LIST OF TASKS:
1. In the thread on arrays of generic TypeScript objects, what issue number tracks the request for existentially quantified generics?
2. Resume the thread on arrays of generic TypeScript objects, picking up right after its last sentence.

::: GIVEN TEXT

How to define an array of generic objects in TypeScript, each item having a different template parameter

Question

I'm trying to define an array of fields for a form, where each item may have a different type. I've defined these types:

  interface FormData{
    value1:number
    value2:number|null
    value3:string
    value4:boolean
  }

  interface Field<T,K extends keyof T,TV=T[K]>{
    key:K&string
    value:TV
    validation?:(value:TV)=>boolean
  }

Defining an individual field works fine:

  const field:Field<FormData,'value1'>={
    key:'value1',
    value:1,
    validation(value:number):boolean{
      return value<3
    }
  }

But when defining an array for several items, like this:

  const fields:Field<FormData,keyof FormData>[]=[
    {
      key:'value1',
      value:1,
      validation(value:number):boolean{
        return value<3
      }
    },
    {
      key:'value3',
      value:'xxx',
      validation(value:string):boolean{
        return value!=='xxx'
      }
    }
  ]

TypeScript is:

1. Allowing value be of any type, as long as it's number|null|string|undefined (eg a string for value1)
2. Complaining about the validation() functions, since they don't accept number|null|string|undefined as a parameter

Is there a way to help TS infer the correct type of each item within the array? Ideally, I'd also would like to define the array as Field<FormData>[].

I'm using TypeScript 4.3.

Answer 1

If you continue to make your type Field<T, K> generic in the key K, then you will indeed find it annoying to represent an array of Field<T, ??> for different keys K. There are ways to do it with mapped tuples, but really, this would require you to specify or have the compiler infer a particular array of key types. But you don't care about which keys are used, as long as they are all some actual keys.

This is a canonical use case for existentially quantified generics, which are not directly supported in TypeScript. (There is a request for this at microsoft/TypeScript#14466, but for now this is a missing feature.) TypeScript's generics, like most languages' generics, are universally quantified, which you can think of as being an infinite intersection of types. Existentially quantified generics, on the other hand, act as infinite union of types.

::::::
::: MATERIAL SUPPLIED

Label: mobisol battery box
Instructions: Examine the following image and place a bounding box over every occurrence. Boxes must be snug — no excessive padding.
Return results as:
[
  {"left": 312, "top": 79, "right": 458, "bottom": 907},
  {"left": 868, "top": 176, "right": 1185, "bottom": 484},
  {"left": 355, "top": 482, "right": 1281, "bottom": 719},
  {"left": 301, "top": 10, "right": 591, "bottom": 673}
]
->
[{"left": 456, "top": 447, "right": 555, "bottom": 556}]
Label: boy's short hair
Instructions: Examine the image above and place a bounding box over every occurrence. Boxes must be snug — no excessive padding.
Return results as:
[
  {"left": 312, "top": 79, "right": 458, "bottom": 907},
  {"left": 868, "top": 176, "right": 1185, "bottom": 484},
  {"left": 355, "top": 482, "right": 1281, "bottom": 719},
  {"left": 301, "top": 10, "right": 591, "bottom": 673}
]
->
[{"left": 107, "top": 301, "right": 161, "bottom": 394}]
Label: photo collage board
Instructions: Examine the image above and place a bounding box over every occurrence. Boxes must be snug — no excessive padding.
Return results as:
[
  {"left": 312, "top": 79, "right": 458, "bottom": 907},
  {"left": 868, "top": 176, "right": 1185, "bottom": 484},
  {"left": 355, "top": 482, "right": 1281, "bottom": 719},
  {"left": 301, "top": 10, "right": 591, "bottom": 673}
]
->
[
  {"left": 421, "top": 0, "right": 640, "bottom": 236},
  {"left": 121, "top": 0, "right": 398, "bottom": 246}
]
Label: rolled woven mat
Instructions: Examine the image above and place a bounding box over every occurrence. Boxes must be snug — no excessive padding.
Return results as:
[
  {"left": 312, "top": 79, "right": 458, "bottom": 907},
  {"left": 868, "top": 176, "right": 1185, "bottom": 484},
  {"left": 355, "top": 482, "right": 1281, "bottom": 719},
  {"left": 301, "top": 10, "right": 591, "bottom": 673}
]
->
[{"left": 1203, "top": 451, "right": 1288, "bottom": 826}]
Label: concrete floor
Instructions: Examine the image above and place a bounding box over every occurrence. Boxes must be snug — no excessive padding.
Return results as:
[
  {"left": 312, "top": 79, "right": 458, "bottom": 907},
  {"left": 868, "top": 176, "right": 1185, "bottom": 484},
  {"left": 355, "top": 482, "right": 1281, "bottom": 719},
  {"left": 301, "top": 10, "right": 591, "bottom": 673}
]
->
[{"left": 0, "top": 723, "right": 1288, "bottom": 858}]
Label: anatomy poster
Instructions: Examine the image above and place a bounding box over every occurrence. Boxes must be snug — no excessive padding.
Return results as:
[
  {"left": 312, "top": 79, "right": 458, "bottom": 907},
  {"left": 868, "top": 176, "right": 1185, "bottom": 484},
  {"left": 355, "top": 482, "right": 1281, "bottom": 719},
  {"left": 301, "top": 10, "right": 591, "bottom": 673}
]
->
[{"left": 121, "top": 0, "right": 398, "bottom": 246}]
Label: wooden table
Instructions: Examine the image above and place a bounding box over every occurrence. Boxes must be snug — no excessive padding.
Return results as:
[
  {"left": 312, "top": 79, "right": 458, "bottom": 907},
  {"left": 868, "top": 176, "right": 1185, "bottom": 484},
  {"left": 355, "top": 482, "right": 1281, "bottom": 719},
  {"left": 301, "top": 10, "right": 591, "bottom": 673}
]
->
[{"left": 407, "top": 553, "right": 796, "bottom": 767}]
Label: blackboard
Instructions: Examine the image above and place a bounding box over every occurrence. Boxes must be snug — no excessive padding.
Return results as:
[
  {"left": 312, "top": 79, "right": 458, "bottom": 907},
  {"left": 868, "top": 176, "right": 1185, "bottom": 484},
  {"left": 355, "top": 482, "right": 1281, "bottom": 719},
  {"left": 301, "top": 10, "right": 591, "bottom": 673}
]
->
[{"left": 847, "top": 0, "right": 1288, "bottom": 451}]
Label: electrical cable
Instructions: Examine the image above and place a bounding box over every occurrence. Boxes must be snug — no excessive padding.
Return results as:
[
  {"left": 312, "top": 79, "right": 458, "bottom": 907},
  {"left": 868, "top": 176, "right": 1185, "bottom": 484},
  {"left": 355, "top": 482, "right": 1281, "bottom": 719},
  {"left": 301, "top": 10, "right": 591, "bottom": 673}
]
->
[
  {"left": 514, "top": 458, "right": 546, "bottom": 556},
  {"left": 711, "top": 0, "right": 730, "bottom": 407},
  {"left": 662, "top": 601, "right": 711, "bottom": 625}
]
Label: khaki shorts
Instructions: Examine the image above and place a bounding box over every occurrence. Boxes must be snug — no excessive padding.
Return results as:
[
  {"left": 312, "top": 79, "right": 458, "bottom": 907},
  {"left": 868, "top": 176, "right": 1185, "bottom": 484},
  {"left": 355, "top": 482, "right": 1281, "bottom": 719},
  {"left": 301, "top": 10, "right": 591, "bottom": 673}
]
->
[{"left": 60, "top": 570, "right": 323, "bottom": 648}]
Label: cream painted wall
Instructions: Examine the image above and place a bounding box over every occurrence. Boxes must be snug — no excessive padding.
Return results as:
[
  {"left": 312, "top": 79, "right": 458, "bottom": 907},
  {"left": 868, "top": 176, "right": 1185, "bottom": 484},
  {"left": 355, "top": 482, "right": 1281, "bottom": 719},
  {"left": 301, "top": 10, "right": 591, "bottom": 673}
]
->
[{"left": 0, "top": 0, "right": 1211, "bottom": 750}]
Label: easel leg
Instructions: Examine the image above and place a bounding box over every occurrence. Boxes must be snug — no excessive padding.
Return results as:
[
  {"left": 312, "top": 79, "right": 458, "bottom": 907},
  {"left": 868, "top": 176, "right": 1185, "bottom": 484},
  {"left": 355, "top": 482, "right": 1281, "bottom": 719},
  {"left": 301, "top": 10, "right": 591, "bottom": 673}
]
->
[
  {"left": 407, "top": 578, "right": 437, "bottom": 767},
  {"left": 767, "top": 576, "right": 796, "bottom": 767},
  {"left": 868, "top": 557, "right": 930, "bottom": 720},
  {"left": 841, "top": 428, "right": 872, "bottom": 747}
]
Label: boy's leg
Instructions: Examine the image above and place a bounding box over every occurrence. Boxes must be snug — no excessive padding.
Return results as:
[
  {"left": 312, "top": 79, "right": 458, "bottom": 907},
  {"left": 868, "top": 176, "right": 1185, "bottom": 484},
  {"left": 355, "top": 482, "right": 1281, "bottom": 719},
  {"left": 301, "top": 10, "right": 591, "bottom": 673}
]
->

::::::

TASK RESPONSES:
1. microsoft/TypeScript#14466

2.
But wait, your FormData interface, like most object types, has a finite list of keys. You don't need an infinite union; you can just use a union! Meaning, make a union of your original Field<FormData, K> type, for each K in keyof FormData. Here's one way to define it:

  type Field<T> = { [K in Extract<keyof T, string>]-?: {
    key: K
    value: T[K],
    validation?: (value: T[K]) => boolean
  } }[Extract<keyof T, string>];

This builds a mapped type with the field type you want for each key K in keyof T, and then immediately indexes into that mapped type to get a union of its properties.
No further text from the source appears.